TEXT BLOCK >>
BEGIN

Article

Top ten films for engineers

  • linkedin icon
  • twitter icon
  • facebook icon
  • youtube icon
  • instagram icon

With the movie awards season in full swing, I thought I would pick my top ten films for engineers.

And then I started researching this and found I had opened a veritable Pandora’s Box of trouble. So, as this is a light hearted initiative and I am not trying to pigeonhole anyone, or suggest anything, I focused my attention on films with engineering at the heart of their story and I have listed them in order of watch-ability (my own that is):

  1. Flight of the Phoenix (1965): Survivors from a plane crash in the Sahara set about to escape their dry fate by building a plane from the wreckage of their original. Nominated for two Oscars (best supporting actor and best film editing).
  2. Back to the Future (1985): Highly fictional. Highly unlikely. The flux capacitor is surely one of the great engineering achievements of all time (past, present and future). Won one of four Oscar nominations (effects).
  3. The Right Stuff (1983): Chronicling the engineering achievements from the first 15 years of America’s space programme. Won four out of eight Oscar nominations (sound, editing, effects and score).
  4. The Bridge on the River Kwai (1957): WWII prisoners of war are forced to build a railway bridge for the now notorious Burma-Siam railway by their captors as part of one of the most inhumane episodes of the war. Won seven out of eight Oscar nominations (best film, actor, director, screenplay, cinematography, film editing and musical score) and was nominated for another (best supporting actor).

END

Records from a data collection >>
BEGIN

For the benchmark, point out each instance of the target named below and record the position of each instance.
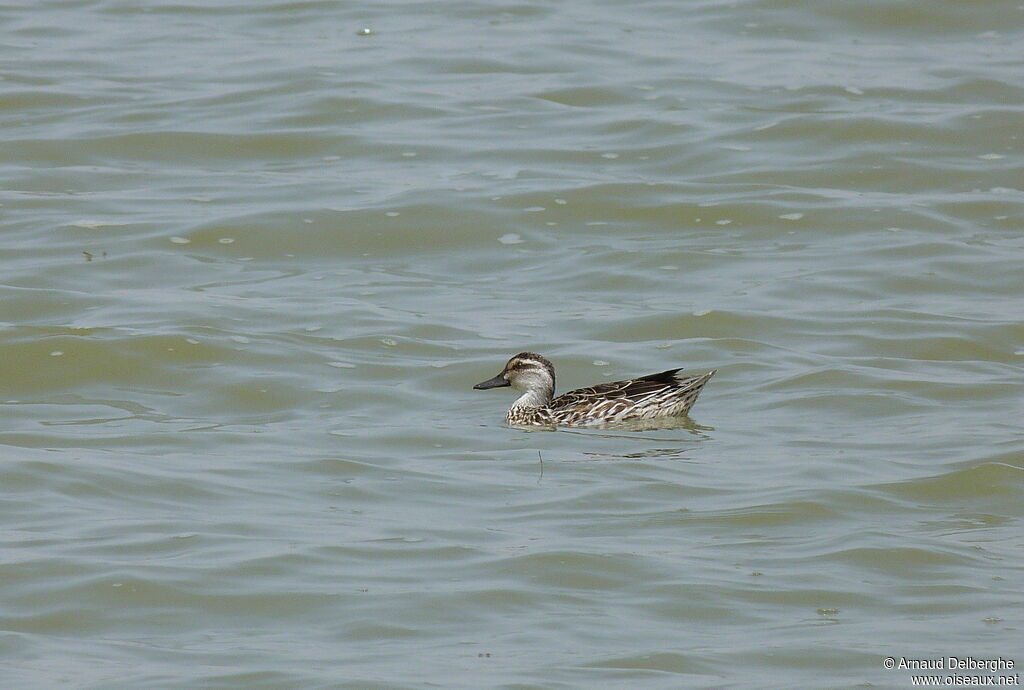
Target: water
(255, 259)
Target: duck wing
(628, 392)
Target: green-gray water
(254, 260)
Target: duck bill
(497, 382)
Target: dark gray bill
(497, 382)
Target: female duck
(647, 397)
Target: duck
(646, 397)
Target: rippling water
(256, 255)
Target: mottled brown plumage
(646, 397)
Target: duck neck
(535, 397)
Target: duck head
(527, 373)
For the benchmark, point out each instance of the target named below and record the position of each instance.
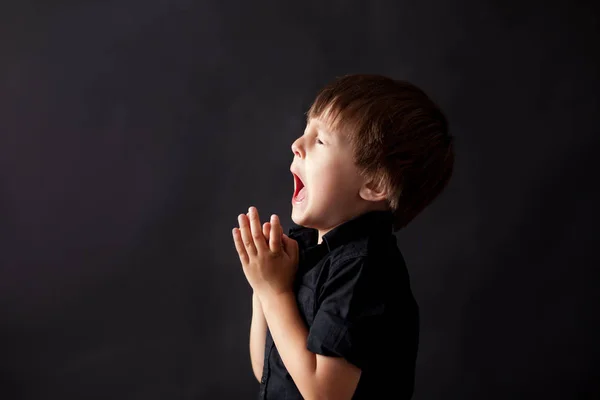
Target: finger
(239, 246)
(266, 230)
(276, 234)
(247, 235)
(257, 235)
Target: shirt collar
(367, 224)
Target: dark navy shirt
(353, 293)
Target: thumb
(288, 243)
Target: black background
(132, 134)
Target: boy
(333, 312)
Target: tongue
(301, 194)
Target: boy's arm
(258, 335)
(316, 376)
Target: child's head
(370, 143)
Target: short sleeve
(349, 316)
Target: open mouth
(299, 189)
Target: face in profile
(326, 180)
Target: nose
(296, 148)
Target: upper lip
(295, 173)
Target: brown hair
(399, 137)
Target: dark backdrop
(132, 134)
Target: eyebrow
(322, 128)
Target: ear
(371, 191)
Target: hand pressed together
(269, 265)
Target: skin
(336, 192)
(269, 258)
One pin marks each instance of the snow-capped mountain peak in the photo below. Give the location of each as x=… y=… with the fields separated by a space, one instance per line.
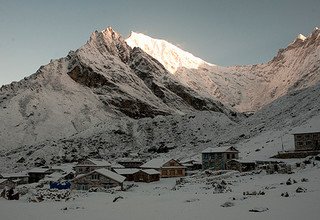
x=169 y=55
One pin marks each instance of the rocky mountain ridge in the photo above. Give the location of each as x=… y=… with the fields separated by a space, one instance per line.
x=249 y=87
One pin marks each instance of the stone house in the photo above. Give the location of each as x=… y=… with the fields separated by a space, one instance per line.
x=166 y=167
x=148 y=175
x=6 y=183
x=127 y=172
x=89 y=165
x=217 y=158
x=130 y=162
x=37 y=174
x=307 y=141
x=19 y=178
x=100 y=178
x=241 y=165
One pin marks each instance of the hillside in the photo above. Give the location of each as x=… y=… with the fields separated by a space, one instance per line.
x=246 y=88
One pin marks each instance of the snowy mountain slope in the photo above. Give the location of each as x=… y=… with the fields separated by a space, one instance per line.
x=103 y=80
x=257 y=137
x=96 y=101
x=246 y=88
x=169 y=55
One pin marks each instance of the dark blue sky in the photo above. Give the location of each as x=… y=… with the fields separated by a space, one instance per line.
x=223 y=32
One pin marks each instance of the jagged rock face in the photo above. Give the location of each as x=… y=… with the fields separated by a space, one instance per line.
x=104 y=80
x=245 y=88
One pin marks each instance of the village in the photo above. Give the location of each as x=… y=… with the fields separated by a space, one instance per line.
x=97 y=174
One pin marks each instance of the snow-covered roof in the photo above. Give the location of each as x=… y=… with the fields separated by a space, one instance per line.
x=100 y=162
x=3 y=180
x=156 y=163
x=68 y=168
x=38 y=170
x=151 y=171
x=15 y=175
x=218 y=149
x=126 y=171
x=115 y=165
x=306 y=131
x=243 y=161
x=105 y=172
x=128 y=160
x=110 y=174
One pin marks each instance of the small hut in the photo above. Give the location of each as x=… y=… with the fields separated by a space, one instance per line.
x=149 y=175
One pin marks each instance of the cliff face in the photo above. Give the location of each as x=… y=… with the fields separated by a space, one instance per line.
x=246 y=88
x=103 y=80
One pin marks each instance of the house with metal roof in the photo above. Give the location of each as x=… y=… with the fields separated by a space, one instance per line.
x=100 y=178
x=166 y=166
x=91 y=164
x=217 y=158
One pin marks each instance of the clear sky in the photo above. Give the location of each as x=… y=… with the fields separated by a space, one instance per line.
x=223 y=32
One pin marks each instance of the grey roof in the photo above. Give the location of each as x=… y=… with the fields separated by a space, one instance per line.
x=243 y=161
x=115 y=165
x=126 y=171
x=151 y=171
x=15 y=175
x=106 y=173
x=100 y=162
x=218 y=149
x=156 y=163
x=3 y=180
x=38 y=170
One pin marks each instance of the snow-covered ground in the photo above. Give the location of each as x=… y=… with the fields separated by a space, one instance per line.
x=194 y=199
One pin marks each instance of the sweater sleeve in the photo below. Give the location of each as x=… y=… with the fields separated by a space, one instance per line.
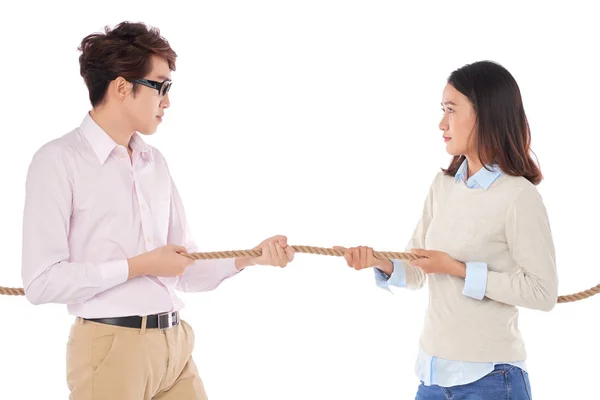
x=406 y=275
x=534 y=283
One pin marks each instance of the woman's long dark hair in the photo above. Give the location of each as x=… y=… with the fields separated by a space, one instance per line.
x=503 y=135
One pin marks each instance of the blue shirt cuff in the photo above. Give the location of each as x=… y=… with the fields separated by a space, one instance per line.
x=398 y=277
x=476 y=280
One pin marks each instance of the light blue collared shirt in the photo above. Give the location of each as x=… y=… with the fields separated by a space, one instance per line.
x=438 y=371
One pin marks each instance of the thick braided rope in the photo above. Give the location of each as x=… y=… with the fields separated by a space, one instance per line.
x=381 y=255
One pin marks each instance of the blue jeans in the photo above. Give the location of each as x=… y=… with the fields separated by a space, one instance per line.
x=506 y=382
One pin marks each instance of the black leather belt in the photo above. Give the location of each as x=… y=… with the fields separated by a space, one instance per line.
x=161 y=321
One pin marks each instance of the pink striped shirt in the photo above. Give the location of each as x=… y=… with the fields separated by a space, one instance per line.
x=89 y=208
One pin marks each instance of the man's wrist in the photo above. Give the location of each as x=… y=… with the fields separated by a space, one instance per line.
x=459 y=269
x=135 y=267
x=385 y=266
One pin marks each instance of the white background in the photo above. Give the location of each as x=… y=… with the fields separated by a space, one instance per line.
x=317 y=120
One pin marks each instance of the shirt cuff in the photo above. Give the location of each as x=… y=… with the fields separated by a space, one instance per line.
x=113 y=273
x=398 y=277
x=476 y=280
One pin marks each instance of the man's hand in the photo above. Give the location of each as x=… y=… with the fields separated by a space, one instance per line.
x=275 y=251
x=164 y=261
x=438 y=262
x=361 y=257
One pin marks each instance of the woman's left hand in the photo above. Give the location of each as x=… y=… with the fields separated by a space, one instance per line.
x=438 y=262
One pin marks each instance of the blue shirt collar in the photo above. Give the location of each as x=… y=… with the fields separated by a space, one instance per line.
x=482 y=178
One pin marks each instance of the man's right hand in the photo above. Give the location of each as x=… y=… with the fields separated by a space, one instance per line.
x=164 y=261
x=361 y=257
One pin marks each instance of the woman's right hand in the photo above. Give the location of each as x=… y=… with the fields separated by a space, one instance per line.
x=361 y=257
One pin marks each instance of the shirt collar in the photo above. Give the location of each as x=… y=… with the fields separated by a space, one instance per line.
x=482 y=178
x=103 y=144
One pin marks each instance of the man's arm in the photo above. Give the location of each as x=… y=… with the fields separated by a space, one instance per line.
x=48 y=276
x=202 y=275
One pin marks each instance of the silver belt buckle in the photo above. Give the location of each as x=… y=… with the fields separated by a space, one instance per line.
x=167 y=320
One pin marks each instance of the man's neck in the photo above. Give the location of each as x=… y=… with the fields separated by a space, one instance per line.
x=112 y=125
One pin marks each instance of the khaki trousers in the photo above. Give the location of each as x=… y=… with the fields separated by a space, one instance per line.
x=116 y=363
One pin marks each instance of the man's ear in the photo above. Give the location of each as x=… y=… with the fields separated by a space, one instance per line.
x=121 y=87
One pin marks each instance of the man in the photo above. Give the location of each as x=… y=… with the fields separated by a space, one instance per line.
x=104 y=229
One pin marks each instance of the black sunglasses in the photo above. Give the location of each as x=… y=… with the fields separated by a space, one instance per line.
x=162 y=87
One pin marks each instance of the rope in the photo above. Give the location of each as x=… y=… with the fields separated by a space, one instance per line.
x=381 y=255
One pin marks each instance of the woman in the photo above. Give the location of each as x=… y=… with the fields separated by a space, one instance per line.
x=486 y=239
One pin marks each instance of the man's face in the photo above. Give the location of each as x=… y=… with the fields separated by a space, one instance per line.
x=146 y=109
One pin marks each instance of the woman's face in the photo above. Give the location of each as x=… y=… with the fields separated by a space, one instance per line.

END

PROBLEM STATEMENT >> Continue the article on top films for engineers from the point where it stops, picking up after the last sentence shown.

ANSWER AREA >>
  5. Jurassic Park (1993): Representing the whole series, for shear audacious engineering (genetic, civil, mechanical, biomedical, etc.). Won all three Oscar nods (sound, visual effects and sound editing).
  6. Apollo 13 (1995): NASA engineers had to pull off a four-day marathon to get the Astronauts home alive. Very few films depict engineers as heroes. Fewer are based off of the lives of living, breathing individuals. Won two out of nine Oscar nominations (sound and editing).
  7. October Sky (1999): Heart-warming true story of a coal miner’s son in 1950s America who is inspired to be a rocket scientist by the first Sputnik launch.
  8. Star Trek: First Contact (1996): Concerning the invention of the warp drive – without which we would have had life, but not as we know it. Did not win the Oscar for best make-up.
  9. The Manhattan Project (1986): A big schmaltzy this one where two students make an atomic bomb with plutonium stolen from a scientist dating the male student’s mother.
  10. The Terminator 2: Judgement Day (1991): OK – perhaps a little tenuous (hence the lowly position), but who wouldn’t like to engineer a cyborg made from liquid metal? Won four out of six Oscar nominations (sound, sound effects editing, visual effects and make-up).

By their nature, lists are highly subjective. So this is my selection and I hope you disagree with at least some of my choices and let me know your inclusions and reasoning.